Excerpts from point annotation data

┌────────

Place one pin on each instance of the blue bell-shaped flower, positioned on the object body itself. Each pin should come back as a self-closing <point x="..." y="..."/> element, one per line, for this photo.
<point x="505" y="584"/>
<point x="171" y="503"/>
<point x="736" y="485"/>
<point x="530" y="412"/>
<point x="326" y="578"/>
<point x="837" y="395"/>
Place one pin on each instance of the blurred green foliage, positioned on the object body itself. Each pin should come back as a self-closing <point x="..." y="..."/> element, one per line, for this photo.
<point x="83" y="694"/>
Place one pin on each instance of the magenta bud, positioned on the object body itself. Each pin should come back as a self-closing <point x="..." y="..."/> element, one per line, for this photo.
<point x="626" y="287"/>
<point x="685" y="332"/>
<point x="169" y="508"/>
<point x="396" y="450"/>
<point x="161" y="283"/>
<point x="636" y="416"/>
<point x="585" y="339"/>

└────────

What the exercise asks: Copy the stretch of the records from the line containing "Place one pin on each instance of the magenta" through the end of the records, swapping "magenta bud" for "purple bud" and keeping everything else the same.

Task output:
Place one pin on each instance of the purple bud, positioned on the object body itself. Each pin should come back as a self-closing <point x="..." y="..."/> element, one per line, for this photo.
<point x="626" y="287"/>
<point x="685" y="332"/>
<point x="169" y="508"/>
<point x="396" y="450"/>
<point x="161" y="283"/>
<point x="636" y="416"/>
<point x="585" y="339"/>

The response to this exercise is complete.